## YOUR INSTRUCTIONS
Among the entries that follow, some lines contain the word "blue". Show all of them.

[Dataset entries]
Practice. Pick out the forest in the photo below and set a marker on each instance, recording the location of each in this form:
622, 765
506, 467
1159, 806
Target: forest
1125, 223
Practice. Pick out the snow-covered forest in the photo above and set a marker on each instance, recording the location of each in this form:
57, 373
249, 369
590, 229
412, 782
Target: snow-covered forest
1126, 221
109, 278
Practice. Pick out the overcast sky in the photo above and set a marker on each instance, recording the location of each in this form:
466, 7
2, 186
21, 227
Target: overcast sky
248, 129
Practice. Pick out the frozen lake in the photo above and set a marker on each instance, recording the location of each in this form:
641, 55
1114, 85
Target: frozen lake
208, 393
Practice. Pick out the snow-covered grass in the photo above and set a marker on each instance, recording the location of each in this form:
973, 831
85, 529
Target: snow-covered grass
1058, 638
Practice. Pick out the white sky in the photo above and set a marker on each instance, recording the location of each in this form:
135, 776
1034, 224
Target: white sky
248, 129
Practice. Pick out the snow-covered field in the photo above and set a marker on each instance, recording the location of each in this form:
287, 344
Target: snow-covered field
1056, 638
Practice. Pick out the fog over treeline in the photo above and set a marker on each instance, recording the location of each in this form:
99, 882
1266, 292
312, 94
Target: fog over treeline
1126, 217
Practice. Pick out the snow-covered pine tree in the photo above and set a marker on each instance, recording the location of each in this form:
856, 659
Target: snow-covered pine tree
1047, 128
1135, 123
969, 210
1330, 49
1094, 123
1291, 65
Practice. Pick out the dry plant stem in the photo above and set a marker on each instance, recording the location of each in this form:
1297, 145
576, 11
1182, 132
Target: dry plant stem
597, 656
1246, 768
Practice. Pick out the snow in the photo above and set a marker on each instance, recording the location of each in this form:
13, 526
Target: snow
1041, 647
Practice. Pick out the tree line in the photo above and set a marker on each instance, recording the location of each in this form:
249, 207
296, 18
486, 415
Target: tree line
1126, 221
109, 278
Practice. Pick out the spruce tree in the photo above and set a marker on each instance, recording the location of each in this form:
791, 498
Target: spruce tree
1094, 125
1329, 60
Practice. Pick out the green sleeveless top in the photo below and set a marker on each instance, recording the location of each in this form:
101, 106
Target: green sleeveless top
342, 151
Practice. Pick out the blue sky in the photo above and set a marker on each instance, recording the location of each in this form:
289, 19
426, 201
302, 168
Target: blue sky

## ANSWER BOX
Practice. Pick out the blue sky in the photo above and set a marker on each instance, recording the location of each in this form:
Target: blue sky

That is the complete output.